*Passage*:
#####
It only contains information relevant to placement and routing.
In addition to physical information about each standard cell, the back-end flow also needs to take as input general information about the technology. This information is contained in two files:
% less $ECE5745_STDCELLS/rtk-tech.lef
% less $ECE5745_STDCELLS/rtk-typical.captable
The first provides information about the geometry and orientation of wires for each metal layer. The second provides information about the resistance and capacitance of each metal layer.
Now that we have looked at the physical views of the standard cell library, we can now try using these views and the ASIC flow back-end to place and route a gate-level netlist.
Revisiting the ASIC Flow Front-End
As in the last section, we will be using the following four-stage registered incrementer as our example design:
Before we can place and route a gate-level netlist, we need to synthesize that netlist. This is what we learned about in the last section. Here are the steps to test and then synthesize the design using Synopsys DC.
Test, Simulate, and Translate the Four-Stage Registered Incrementer
Always run the tests before pushing anything through the ASIC flow. There is no sense in running the flow if the design is incorrect!
% mkdir -p $TOPDIR/sim/build
% cd $TOPDIR/sim/build
% pytest ../tut3_verilog/regincr
Next we should rerun all the tests with the --test-verilog
and
--dump-vtb
command line options to ensure that the design also works
after translated into Verilog and that we generate a Verilog test-bench
for gate-level simulation. You should do this step even if you are using
Verilog for your RTL design.
% cd $TOPDIR/sim/build
% pytest ../tut3_verilog/regincr --test-verilog --dump-vtb
The tests are for verification. When we push a design through the flow we want to use a simulator which is focused on evaluation. You can run the simulator for our four-stage registered incrementer like this:
% cd $TOPDIR/sim/build
% ../tut3_verilog/regincr/regincr-sim 0x10 0x20 0x30 0x40
% less RegIncrNstage__p_nstages_4__pickled.v
You should now have the Verilog that we want to push through the ASIC flow.
Synthesize Verilog RTL to a Verilog Gate-Level Netlist
We start by creating a subdirectory for our work, and then launching Synopsys DC.
% mkdir -p $TOPDIR/asic/synopsys-dc-synth
% cd $TOPDIR/asic/synopsys-dc-synth
% dc_shell-xg-t
We used the following commands in the last discussion section:
dc_shell> set_app_var target_library "$env(ECE5745_STDCELLS)/stdcells.db"
dc_shell> set_app_var link_library "* $env(ECE5745_STDCELLS)/stdcells.db"
#####
*Brief 1*:
Can you set down, word for word, the part of the ASIC flow passage that begins at "In addition to" and stops after "a gate-level netlist."?
#####
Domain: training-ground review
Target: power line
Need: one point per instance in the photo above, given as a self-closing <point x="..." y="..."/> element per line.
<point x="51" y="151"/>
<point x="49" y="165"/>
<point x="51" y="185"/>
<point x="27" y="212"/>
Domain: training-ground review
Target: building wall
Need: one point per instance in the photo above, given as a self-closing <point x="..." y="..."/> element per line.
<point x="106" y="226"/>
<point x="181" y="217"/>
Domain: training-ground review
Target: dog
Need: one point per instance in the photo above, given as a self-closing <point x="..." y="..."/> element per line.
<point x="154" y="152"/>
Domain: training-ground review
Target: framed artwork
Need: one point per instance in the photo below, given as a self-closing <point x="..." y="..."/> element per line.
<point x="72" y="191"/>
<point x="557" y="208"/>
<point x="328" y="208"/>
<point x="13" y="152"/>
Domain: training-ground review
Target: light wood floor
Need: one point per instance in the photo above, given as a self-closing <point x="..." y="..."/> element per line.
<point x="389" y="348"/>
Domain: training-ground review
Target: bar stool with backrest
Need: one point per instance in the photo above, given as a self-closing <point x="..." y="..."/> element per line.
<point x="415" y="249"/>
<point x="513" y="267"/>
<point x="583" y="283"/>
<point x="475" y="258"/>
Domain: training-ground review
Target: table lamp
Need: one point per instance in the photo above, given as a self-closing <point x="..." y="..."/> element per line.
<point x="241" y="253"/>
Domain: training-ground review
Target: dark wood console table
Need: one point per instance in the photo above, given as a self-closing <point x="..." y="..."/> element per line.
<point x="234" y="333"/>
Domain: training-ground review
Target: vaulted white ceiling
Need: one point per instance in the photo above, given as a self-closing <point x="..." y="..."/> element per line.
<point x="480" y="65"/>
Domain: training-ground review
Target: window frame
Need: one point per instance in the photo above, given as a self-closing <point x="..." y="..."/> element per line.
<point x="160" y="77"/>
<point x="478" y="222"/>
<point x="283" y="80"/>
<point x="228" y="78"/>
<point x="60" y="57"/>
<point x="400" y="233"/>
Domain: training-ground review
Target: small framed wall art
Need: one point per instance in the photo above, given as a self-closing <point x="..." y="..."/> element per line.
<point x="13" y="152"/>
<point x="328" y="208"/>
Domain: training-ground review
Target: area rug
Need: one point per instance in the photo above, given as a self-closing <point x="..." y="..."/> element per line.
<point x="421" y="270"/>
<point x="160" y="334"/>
#####
*Brief 2*:
Which lines of the records contain the string "table"? List each of them in full.

*Complete output 1*:
In addition to physical information about each standard cell, the back-end flow also needs to take as input general information about the technology. This information is contained in two files:
% less $ECE5745_STDCELLS/rtk-tech.lef
% less $ECE5745_STDCELLS/rtk-typical.captable
The first provides information about the geometry and orientation of wires for each metal layer. The second provides information about the resistance and capacitance of each metal layer.
Now that we have looked at the physical views of the standard cell library, we can now try using these views and the ASIC flow back-end to place and route a gate-level netlist.

*Complete output 2*:
Target: table lamp
Target: dark wood console table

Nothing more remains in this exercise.